**Document:**
/---
Early humans didn’t know how to start a fire. In Quest for Fire (1981), a group of Neanderthals loses the fire they’ve kept burning for years. Three men are send out to search for new flames.
On their way they run into a female homo sapiens, a Cro-Magnon, which is the type of human I’m copying the habits of. Her language is more elaborate, she has body paint and she knows modern sex positions, or rather: she knows you don’t need to rape a woman in order to have sex. More importantly, when they reach her tribe it turns out the Cro-Magnons know how to make fire.
The movie is set in Europe, 80,000 years ago. I’m not a paleontologist, but from what I’ve read so far a few questions came to mind.
- None of the women in the movie were hunting, while I’ve read that Neanderthals might have hunted in groups, as the bone fractures both men, women and kids sometimes had resemble those of rodeo riders (true story!), who also get bumped around by large animals. For homo sapiens the most plausible theory seems that men hunted for large animals and women for smaller ones, such as rabbits and fish. In the movie, not even a single berry is gathered by the women. They seemed kind of passive when it comes to acquiring food. Since gathering provided at least half of the calories we needed back then, women must have had some power in the negotiations over food.
\---
**Excerpted records:**
/---
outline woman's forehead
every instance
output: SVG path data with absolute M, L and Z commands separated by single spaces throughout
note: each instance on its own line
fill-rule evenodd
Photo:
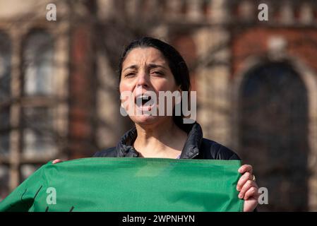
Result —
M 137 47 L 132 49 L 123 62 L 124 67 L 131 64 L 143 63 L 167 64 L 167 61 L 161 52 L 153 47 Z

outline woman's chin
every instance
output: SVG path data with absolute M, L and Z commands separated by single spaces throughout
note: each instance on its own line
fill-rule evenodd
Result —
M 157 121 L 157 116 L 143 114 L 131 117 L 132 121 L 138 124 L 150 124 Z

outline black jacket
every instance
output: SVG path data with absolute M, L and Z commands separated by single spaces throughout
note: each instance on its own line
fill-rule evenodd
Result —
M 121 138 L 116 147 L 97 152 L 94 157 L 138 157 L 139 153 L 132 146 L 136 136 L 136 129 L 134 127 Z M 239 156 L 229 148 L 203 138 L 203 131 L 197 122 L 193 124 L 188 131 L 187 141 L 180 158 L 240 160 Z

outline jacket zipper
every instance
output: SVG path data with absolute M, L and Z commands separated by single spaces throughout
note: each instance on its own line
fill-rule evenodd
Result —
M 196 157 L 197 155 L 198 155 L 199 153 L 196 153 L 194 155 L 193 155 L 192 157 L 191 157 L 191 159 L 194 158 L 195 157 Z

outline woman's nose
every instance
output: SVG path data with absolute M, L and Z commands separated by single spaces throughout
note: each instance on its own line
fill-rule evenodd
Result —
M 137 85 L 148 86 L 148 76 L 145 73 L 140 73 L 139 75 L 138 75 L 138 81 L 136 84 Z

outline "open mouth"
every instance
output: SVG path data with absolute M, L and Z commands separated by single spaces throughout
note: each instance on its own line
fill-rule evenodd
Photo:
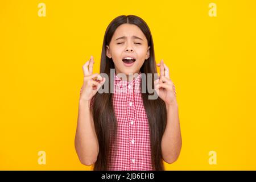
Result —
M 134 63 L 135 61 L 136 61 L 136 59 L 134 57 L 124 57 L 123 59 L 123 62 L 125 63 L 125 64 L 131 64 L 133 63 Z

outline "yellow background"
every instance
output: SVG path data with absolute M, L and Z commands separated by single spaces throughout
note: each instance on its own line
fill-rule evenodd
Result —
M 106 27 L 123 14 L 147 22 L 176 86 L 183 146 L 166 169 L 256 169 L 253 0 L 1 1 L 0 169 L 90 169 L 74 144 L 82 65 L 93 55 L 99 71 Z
\---
/---
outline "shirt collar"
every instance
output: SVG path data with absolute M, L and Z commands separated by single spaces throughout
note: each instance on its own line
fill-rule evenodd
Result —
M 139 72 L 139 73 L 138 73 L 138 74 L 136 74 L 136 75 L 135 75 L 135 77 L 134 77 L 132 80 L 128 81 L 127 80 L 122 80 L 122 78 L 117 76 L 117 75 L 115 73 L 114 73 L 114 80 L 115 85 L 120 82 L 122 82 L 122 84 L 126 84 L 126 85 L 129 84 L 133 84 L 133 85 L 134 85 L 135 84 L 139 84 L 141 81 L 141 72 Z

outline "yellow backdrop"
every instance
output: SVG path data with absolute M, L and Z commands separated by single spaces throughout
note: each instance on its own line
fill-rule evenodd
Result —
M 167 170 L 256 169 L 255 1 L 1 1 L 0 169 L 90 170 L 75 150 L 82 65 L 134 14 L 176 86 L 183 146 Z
\---
/---
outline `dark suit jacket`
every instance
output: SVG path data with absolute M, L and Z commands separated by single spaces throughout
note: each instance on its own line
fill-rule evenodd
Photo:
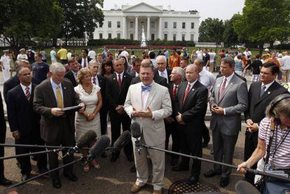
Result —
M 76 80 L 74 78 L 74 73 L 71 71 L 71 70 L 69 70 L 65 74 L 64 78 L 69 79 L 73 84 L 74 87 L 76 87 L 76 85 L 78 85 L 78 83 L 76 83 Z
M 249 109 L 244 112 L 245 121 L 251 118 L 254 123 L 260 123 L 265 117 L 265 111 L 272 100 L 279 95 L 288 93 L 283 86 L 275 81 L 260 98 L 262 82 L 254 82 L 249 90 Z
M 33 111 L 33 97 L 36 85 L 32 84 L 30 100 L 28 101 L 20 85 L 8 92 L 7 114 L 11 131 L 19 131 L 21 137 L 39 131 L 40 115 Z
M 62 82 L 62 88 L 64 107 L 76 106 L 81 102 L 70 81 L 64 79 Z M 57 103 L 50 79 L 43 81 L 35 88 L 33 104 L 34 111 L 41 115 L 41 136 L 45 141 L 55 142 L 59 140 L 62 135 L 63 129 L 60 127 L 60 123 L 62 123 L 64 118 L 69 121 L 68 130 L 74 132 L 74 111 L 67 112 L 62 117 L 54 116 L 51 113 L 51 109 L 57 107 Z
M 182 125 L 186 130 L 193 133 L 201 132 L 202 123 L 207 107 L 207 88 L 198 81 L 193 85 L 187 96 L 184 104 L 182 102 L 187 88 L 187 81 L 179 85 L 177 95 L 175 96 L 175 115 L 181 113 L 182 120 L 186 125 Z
\---
**Set problem:**
Answer these questions using the post about the movie Quest for Fire, above.
1. In what year did the movie come out?
2. Where and how long ago is the movie set?
3. Whose bone fractures are compared to those of Neanderthals?

**The response:**
1. 1981
2. Europe, 80,000 years ago
3. Rodeo riders